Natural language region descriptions
* * * *
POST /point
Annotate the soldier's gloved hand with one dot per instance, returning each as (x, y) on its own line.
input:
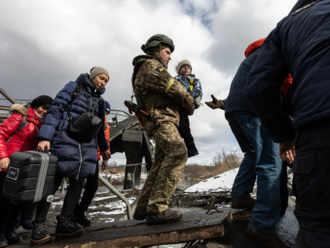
(214, 104)
(191, 110)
* * * *
§ Your assignment:
Transcribe every entry exactly, omitting pictures.

§ Response to the exercise:
POST /point
Annotate the soldier's gloved hand with one dot per instance, returning each as (x, y) on its own line.
input:
(214, 104)
(191, 110)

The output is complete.